- REQUIRED WORK
Count every line in the data below where the word "silhouette" appears, then state only that count.
....
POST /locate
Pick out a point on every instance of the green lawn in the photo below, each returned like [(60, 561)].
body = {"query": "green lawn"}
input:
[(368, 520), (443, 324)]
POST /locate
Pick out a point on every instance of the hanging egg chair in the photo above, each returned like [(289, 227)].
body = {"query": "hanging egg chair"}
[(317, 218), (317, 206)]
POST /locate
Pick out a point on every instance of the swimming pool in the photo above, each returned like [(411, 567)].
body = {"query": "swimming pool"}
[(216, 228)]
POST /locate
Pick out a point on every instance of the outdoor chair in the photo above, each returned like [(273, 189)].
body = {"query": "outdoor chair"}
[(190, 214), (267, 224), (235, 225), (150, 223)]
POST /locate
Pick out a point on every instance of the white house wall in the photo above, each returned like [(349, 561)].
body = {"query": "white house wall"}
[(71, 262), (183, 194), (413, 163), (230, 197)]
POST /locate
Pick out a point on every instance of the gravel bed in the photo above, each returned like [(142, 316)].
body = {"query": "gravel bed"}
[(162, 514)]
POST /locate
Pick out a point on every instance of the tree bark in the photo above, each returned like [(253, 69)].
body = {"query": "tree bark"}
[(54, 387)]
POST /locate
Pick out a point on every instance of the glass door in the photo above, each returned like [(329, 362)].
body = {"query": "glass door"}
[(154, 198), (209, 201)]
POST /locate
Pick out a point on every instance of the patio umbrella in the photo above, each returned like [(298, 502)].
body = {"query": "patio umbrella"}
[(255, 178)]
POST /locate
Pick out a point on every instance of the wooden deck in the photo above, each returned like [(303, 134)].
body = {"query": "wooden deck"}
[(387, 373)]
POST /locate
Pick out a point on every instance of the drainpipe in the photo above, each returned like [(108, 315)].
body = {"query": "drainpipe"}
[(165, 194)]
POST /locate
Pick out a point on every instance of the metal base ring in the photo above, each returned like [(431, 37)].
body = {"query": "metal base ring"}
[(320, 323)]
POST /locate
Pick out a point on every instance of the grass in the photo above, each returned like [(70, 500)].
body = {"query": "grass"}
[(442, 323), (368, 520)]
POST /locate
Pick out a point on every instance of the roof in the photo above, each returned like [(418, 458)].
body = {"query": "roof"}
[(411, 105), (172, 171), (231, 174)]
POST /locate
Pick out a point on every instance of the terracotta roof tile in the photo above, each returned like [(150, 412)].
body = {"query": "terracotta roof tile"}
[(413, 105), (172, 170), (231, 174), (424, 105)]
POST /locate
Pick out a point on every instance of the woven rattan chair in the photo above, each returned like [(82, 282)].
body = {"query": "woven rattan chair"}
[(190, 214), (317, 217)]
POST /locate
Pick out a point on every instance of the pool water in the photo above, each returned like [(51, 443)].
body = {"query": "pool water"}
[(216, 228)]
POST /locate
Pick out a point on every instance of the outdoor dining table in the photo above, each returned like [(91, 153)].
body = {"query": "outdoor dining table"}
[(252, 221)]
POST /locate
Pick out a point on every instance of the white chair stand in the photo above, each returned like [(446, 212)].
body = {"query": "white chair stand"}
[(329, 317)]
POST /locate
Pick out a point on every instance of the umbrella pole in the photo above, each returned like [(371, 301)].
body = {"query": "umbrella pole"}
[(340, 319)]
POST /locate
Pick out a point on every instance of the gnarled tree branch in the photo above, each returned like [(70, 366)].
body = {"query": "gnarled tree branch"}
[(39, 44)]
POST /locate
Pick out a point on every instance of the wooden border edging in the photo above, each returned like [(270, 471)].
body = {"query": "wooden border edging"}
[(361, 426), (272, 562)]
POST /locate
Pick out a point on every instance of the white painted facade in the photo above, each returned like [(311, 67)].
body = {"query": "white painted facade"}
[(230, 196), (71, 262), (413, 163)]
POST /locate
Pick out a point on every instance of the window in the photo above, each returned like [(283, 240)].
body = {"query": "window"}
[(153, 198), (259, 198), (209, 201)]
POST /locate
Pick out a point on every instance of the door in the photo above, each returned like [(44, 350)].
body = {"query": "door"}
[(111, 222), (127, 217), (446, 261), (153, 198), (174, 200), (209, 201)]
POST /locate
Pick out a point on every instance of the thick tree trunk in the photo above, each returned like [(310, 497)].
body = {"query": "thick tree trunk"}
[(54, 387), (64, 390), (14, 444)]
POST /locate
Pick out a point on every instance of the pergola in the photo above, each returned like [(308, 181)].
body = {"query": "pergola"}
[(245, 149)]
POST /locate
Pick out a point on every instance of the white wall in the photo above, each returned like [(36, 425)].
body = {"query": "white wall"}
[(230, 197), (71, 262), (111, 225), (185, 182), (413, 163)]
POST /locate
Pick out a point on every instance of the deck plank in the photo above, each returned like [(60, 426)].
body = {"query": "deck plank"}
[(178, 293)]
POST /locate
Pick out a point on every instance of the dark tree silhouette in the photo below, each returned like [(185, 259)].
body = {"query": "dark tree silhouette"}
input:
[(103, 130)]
....
- SOLUTION FOR THIS EXERCISE
2